**What you have to do:** Reproduce word for word everything from the line containing "Annotate autumn tree" down to the line containing "648,106,672,169", including both of those lines.

Bounding box annotation entries:
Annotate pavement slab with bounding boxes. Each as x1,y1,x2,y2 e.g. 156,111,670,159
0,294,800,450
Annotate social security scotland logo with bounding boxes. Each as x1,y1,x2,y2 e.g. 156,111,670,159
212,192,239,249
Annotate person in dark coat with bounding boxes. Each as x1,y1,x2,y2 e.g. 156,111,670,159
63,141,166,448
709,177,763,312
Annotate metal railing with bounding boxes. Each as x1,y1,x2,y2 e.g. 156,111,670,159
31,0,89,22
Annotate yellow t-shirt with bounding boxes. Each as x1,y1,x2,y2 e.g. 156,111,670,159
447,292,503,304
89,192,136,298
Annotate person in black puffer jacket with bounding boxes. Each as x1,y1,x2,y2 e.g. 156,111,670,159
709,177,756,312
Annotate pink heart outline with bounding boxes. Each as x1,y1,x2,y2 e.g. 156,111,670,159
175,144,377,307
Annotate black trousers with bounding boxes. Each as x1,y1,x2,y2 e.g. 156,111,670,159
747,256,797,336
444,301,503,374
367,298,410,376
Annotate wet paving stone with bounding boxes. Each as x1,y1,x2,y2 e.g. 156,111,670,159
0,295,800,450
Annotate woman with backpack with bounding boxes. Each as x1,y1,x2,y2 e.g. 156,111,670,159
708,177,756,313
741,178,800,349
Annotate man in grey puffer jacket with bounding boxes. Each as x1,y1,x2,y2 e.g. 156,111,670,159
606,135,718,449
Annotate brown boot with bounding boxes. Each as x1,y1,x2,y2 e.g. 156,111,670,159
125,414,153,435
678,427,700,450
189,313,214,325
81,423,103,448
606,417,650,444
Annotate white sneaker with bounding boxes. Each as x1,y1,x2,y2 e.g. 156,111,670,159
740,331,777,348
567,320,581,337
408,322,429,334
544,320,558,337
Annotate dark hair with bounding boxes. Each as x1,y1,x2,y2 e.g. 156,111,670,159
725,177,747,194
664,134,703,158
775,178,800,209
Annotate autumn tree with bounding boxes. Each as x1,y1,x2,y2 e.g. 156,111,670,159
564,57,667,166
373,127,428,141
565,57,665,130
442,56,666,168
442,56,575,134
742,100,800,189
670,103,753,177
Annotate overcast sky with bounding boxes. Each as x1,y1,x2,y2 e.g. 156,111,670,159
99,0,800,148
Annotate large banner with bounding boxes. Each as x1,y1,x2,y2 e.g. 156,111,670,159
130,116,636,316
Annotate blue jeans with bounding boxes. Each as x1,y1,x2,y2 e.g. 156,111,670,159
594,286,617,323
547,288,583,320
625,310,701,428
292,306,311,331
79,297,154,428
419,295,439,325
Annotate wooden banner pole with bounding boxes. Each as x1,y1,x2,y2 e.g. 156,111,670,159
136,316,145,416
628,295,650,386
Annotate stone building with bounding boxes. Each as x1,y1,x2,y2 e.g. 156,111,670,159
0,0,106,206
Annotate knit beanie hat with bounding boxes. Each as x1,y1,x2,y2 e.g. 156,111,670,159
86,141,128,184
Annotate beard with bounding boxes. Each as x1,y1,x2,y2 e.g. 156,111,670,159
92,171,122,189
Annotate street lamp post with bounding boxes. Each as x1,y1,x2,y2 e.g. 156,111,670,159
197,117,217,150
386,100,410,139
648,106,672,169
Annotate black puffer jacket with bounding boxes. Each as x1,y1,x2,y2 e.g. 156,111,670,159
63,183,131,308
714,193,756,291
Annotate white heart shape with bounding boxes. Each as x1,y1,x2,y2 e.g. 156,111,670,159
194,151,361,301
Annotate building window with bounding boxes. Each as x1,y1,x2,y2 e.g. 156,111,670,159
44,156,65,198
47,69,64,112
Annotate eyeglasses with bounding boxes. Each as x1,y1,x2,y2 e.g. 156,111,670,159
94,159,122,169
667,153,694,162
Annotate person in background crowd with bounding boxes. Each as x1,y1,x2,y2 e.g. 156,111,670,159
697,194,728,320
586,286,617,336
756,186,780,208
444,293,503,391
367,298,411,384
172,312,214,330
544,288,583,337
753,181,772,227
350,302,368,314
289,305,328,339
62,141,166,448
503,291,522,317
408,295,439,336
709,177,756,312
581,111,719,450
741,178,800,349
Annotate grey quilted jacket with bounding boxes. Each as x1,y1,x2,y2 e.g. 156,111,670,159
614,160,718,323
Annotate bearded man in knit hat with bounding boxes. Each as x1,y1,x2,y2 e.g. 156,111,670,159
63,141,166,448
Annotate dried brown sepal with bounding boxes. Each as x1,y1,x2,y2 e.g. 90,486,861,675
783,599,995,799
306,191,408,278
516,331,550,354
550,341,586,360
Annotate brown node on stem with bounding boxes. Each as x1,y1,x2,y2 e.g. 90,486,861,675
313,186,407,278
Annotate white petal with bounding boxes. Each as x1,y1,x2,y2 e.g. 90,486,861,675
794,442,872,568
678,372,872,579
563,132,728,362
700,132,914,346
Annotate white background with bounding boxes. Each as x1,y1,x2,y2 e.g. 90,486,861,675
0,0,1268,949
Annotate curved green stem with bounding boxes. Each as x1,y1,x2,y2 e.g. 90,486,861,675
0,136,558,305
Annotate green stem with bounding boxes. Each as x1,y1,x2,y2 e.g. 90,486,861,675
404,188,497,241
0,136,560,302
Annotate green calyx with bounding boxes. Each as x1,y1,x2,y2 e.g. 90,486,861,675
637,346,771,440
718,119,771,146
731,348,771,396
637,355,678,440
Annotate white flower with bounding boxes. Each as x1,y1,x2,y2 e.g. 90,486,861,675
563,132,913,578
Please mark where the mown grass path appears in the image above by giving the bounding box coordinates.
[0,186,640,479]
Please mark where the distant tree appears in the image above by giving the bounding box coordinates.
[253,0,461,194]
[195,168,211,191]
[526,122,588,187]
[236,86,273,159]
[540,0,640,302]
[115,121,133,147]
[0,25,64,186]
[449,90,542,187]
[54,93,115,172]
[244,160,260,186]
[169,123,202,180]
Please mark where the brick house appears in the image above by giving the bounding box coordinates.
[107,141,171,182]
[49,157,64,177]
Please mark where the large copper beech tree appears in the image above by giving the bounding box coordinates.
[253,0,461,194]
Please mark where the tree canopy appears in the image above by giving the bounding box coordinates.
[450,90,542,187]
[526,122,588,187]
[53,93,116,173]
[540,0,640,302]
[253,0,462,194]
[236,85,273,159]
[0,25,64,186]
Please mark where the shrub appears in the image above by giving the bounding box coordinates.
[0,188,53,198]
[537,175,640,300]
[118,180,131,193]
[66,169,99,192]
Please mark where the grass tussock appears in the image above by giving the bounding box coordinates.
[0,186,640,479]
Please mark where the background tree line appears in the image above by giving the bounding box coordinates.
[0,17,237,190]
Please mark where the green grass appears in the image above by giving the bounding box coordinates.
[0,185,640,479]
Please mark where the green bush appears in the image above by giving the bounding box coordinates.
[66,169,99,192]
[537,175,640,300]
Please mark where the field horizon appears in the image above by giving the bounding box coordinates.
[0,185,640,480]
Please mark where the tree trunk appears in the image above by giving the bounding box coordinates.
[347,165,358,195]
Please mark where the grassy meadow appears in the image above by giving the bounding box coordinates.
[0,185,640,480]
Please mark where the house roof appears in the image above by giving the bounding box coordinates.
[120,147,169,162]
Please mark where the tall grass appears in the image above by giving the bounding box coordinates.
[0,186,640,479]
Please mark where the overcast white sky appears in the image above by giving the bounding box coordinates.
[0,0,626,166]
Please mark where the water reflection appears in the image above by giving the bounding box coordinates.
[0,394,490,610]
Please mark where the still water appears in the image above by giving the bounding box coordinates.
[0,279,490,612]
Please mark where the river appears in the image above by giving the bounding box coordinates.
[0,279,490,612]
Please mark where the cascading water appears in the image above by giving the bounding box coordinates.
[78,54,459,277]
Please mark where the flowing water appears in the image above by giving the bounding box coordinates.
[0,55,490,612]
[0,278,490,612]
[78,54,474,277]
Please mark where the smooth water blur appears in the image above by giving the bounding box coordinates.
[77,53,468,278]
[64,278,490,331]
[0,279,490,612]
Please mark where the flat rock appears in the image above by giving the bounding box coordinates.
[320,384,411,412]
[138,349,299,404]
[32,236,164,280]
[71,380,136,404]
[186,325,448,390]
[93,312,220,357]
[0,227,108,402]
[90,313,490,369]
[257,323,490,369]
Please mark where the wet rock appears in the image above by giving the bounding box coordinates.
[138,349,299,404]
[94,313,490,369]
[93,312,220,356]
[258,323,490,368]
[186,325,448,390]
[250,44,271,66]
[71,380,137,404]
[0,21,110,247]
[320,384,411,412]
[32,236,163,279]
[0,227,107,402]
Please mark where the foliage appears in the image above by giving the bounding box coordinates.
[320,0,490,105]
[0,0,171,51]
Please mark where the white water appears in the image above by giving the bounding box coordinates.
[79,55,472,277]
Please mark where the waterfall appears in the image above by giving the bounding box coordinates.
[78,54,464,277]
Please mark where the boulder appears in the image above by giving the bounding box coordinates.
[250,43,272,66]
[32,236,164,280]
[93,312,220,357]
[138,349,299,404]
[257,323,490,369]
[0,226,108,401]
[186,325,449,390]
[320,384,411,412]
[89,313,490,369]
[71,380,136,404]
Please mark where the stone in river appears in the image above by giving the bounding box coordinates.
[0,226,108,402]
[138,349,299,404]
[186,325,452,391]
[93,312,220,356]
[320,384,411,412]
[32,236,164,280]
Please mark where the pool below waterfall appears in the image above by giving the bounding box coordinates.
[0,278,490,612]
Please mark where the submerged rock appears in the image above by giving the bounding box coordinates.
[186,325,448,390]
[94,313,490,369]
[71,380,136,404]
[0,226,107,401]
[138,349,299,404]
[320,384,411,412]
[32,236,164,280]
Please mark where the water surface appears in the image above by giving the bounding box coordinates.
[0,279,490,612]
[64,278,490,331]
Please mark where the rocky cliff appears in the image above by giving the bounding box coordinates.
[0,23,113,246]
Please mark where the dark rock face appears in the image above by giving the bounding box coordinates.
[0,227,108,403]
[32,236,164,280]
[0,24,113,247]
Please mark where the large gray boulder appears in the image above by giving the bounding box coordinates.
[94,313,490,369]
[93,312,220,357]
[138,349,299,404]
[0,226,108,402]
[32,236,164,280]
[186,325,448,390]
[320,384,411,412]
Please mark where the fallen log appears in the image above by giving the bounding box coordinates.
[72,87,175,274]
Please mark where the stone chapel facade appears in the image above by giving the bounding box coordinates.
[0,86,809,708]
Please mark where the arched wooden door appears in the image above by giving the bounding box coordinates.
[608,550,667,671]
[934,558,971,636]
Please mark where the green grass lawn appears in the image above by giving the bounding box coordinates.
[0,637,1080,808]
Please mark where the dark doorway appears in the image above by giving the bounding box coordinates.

**Written solution:**
Annotate autumn tree with bounding boxes. Each as x1,y1,x2,y2 e.g. 156,111,670,159
564,57,667,166
373,127,428,141
565,57,665,130
442,56,666,168
442,56,575,134
742,100,800,189
670,103,753,177
Annotate overcast sky with bounding boxes. Each as x1,y1,x2,y2 e.g. 156,111,670,159
99,0,800,148
Annotate large banner with bounding boxes. Each as x1,y1,x2,y2 e.g. 156,111,670,159
130,116,636,316
Annotate blue jeans with bounding boxes. Each as x1,y1,x2,y2 e.g. 156,111,670,159
594,286,617,323
547,288,583,320
625,310,701,428
292,306,311,331
79,297,154,428
419,295,439,325
Annotate wooden banner pole with bounding boxes. Each as x1,y1,x2,y2 e.g. 156,111,670,159
136,316,145,416
628,295,650,386
Annotate stone building with bounding boxes. Each as x1,y1,x2,y2 e.g. 156,111,670,159
0,0,106,206
Annotate knit beanie hat with bounding boxes. Each as x1,y1,x2,y2 e.g. 156,111,670,159
86,141,128,184
Annotate beard with bounding boxes. Each as x1,y1,x2,y2 e.g. 156,111,670,159
92,171,122,189
Annotate street lamp post with bounding boxes. Each as x1,y1,x2,y2 e.g. 156,111,670,159
197,117,217,150
386,100,410,139
648,106,672,169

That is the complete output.